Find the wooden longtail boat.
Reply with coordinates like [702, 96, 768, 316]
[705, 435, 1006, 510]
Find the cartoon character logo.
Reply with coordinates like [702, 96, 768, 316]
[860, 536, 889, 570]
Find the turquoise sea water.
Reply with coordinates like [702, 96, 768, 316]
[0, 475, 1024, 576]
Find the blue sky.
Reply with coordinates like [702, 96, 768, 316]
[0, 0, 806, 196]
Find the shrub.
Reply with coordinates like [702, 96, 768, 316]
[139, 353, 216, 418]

---

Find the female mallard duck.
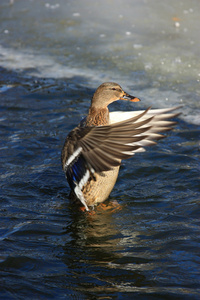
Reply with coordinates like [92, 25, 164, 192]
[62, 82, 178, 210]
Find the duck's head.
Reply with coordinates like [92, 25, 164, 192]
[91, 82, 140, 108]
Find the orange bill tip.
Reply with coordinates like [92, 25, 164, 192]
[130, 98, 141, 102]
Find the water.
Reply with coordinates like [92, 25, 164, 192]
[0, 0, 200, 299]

TASK DIRECTIONS: Rewrite the data from the line that contains "Find the blue sky." through the line that contains "[139, 353, 216, 418]", keeping the requests, and multiply every coordinate in the answers by 1.8, rounding each result to a whole number with halves rounded up. Leave the requests and their sample coordinates unchanged.

ANSWER FOR THE TASK:
Find the blue sky.
Reply with coordinates like [702, 96, 768, 316]
[0, 0, 1451, 353]
Find the shrub.
Reply with coordinates like [702, 96, 768, 316]
[250, 635, 389, 752]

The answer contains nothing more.